Region labeling records
>>>

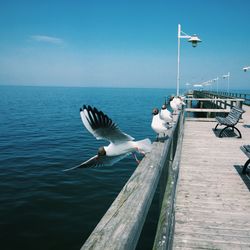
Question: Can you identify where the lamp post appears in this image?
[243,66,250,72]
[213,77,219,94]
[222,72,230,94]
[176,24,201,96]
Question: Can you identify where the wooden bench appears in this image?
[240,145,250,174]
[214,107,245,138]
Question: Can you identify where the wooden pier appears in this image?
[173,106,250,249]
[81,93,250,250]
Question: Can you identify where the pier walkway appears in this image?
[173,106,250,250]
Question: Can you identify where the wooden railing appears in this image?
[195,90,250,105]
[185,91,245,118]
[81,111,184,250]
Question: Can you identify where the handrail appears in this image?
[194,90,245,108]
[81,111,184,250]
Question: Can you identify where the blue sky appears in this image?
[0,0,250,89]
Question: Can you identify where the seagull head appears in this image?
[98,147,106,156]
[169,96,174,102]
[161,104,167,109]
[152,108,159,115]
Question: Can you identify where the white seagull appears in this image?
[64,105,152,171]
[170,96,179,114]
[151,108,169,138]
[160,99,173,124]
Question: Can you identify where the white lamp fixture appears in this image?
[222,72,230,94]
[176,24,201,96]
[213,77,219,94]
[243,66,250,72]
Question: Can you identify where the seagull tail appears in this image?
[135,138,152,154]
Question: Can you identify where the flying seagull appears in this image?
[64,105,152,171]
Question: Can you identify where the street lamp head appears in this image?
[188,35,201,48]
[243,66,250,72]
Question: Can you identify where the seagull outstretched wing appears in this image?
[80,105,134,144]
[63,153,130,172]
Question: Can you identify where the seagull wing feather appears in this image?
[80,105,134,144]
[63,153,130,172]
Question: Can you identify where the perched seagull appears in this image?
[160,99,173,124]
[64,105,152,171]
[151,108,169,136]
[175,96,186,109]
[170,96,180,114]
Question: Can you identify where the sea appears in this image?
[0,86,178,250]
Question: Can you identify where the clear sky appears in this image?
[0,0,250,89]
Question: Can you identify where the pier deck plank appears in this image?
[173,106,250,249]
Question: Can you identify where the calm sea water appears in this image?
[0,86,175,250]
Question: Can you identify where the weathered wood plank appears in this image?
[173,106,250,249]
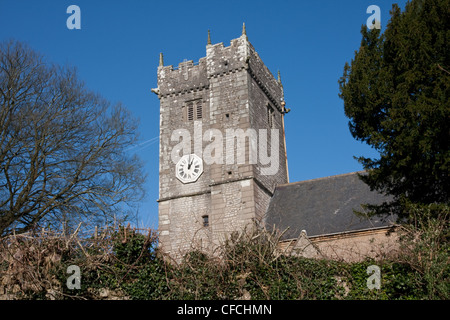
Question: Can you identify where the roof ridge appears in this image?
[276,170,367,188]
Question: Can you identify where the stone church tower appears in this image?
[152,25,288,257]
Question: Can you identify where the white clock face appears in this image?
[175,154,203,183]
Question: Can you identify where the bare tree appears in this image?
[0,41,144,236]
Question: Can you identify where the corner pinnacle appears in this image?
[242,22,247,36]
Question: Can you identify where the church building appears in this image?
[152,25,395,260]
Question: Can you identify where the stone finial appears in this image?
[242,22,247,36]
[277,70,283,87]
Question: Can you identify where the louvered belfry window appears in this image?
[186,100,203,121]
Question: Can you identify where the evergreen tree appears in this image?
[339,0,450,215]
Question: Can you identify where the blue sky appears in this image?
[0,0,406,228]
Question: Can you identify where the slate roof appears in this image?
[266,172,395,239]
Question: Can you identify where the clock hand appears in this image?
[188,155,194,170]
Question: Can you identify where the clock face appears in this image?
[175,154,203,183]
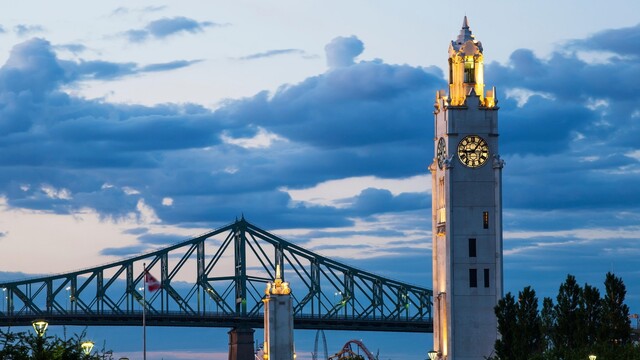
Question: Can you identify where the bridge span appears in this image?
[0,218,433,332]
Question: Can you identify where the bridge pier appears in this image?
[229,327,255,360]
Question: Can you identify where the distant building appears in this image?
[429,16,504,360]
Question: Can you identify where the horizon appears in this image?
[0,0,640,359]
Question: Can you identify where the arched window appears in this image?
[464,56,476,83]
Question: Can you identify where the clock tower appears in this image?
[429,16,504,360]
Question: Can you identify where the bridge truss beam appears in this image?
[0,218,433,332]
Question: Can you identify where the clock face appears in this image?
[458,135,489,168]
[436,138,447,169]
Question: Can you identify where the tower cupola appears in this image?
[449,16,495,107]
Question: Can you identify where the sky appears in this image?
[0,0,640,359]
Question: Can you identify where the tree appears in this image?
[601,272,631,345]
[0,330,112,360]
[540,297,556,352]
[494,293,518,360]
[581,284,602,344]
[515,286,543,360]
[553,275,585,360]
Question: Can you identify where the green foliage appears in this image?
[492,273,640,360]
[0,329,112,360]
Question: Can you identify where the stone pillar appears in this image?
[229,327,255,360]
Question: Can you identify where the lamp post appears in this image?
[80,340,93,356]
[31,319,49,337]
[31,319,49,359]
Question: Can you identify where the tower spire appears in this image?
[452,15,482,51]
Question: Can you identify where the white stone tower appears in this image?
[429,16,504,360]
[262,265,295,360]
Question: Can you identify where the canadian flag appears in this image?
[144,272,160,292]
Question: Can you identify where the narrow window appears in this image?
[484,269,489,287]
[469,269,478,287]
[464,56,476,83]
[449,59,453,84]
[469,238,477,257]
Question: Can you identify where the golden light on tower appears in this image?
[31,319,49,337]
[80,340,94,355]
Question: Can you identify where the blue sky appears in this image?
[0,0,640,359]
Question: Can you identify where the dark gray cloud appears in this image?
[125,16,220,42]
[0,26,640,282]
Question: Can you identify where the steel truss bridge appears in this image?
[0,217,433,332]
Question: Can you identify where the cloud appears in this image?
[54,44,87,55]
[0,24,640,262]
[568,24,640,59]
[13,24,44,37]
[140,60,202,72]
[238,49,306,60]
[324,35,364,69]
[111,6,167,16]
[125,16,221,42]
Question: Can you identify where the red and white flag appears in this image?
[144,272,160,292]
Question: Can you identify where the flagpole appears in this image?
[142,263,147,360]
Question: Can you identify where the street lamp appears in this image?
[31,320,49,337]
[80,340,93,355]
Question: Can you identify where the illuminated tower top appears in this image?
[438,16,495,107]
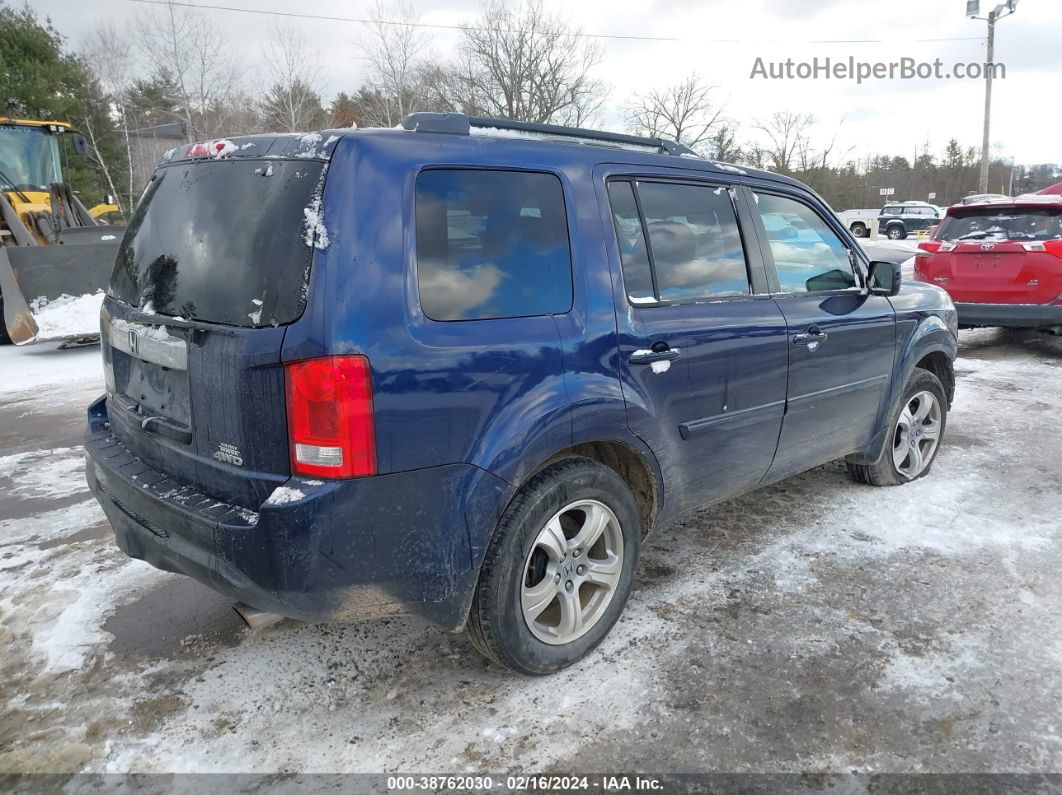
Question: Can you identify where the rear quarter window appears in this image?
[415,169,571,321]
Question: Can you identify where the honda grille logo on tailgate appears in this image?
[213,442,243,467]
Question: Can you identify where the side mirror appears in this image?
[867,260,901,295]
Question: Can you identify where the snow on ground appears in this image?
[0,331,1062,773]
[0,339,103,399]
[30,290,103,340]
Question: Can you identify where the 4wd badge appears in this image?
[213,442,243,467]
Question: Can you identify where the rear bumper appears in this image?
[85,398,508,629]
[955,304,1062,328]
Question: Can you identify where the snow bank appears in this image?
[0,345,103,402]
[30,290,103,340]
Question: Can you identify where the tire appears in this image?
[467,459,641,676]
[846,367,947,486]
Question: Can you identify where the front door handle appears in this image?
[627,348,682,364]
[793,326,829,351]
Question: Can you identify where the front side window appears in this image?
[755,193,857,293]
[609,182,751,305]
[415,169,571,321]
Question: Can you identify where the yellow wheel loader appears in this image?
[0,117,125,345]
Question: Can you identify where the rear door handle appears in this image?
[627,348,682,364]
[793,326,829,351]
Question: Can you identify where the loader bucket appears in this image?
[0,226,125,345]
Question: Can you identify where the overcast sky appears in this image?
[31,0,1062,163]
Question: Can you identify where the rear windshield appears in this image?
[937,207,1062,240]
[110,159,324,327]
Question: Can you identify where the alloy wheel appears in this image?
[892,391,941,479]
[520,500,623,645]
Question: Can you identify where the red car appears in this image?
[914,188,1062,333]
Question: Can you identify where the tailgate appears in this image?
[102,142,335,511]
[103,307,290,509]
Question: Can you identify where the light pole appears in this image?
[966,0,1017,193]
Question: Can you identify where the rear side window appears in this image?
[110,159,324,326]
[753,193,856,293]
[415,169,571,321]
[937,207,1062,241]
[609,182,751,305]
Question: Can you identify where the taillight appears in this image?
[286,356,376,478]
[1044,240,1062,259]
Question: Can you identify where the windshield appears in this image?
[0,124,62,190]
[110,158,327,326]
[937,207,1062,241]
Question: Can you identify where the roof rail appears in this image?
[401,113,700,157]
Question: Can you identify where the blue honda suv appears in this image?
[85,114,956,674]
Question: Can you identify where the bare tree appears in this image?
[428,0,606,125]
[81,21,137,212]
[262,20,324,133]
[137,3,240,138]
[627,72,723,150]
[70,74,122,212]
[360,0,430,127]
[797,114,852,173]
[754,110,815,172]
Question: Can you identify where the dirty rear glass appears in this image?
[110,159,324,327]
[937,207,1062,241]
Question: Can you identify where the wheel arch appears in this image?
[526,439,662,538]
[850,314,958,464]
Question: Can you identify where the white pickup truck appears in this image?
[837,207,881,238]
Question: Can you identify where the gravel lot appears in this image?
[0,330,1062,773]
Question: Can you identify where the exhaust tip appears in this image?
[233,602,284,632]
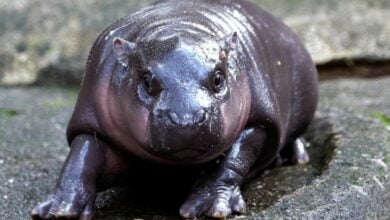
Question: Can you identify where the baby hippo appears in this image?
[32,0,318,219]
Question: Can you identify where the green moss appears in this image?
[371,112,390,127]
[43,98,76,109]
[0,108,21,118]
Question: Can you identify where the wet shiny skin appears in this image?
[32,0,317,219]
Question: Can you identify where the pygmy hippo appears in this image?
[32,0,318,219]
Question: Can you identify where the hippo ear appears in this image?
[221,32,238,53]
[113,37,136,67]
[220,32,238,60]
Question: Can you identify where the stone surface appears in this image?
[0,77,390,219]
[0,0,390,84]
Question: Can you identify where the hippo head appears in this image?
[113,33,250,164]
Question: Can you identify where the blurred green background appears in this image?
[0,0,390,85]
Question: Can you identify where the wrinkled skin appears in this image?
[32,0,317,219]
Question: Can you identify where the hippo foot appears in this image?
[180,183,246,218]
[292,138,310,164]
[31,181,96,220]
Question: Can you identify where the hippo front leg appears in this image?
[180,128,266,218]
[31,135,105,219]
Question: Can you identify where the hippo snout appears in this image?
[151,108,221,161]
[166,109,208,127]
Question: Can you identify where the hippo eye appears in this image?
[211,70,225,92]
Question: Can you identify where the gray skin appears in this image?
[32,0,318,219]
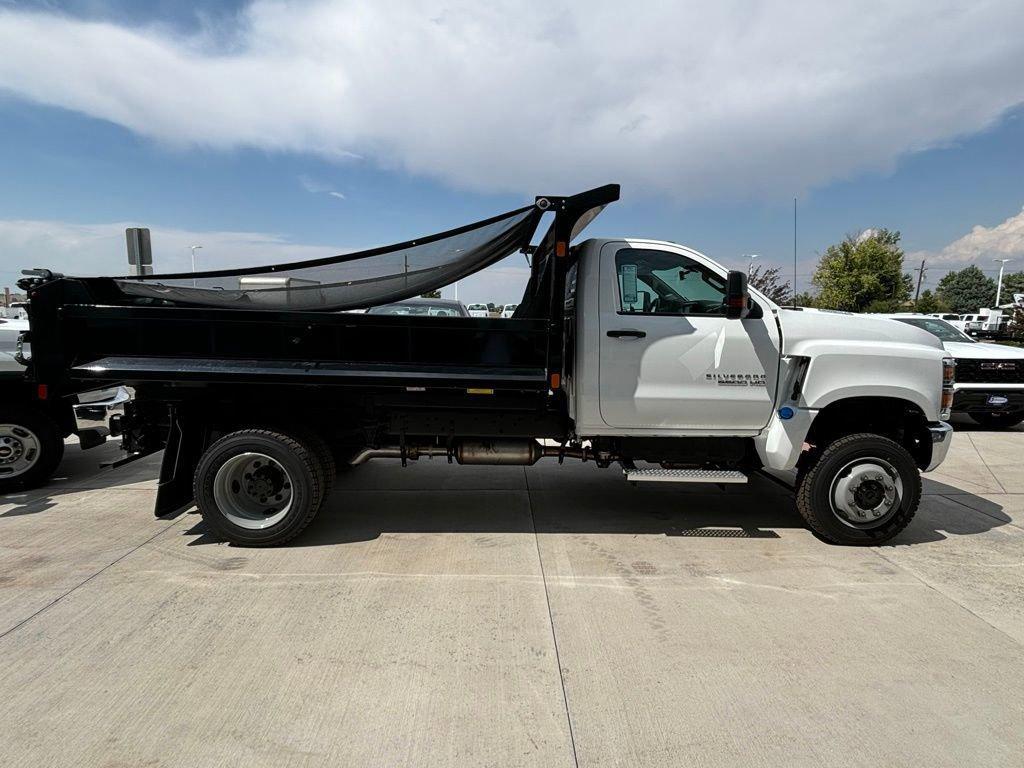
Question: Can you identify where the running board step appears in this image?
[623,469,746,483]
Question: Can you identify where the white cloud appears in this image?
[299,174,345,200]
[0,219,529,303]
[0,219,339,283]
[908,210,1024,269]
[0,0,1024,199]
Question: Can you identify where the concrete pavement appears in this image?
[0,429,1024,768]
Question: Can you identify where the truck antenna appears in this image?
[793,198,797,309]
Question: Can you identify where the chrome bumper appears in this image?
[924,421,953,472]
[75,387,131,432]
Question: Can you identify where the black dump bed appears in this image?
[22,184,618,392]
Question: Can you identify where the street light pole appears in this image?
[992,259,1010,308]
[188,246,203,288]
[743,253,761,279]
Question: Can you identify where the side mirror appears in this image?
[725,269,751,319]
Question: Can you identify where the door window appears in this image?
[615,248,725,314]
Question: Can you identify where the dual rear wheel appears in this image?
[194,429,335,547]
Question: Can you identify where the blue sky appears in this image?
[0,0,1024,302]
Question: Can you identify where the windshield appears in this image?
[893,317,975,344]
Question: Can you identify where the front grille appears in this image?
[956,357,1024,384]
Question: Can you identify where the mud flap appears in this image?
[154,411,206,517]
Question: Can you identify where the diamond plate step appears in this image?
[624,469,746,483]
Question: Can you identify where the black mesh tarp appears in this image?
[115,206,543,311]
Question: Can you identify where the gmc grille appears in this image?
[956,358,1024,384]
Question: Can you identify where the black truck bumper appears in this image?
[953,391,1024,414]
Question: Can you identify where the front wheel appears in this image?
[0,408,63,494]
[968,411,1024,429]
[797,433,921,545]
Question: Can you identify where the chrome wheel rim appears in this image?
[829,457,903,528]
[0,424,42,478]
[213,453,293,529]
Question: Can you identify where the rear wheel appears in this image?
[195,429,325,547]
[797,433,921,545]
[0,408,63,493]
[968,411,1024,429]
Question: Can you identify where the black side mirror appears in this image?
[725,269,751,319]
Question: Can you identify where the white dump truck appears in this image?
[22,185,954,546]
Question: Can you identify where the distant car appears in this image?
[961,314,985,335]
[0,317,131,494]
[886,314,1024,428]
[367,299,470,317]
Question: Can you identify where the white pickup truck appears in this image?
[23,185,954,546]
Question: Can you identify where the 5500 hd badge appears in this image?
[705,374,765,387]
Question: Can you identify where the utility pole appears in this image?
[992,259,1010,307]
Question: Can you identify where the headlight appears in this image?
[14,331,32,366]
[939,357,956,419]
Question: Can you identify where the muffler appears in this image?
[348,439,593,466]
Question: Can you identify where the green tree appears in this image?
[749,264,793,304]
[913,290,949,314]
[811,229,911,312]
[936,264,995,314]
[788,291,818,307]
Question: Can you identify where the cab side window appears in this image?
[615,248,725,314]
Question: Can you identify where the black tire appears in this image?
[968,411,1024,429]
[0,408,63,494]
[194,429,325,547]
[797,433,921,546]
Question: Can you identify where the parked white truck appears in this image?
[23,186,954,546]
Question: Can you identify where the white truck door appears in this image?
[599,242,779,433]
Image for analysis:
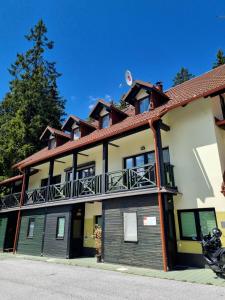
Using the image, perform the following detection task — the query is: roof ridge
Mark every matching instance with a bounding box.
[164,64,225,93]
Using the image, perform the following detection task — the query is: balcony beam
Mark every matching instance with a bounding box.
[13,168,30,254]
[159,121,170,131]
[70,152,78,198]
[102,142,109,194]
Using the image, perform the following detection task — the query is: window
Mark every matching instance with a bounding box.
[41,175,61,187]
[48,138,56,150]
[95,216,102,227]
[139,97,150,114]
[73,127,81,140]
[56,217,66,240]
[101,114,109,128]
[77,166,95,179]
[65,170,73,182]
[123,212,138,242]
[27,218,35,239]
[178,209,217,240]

<<<

■ PROBLEM: Reproduce the data, starting from its beginning and continuing through the line containing "[173,106,250,250]", both included. Copy every line of text unchanged, raise each bounding-box coordinate by 25, and leave the pictures out.

■ TASK RESULT:
Question: Can you identify where the lamp post appears in this image?
[268,91,275,97]
[238,102,244,119]
[247,97,255,119]
[201,49,226,121]
Question: Can you identify where the wooden bench appears in this image?
[265,170,275,199]
[239,132,270,163]
Question: Can you identify where the wooden pier appears in this image?
[198,131,275,274]
[106,118,275,275]
Question: Can you identify where the pier walkway appears in this image?
[198,131,275,275]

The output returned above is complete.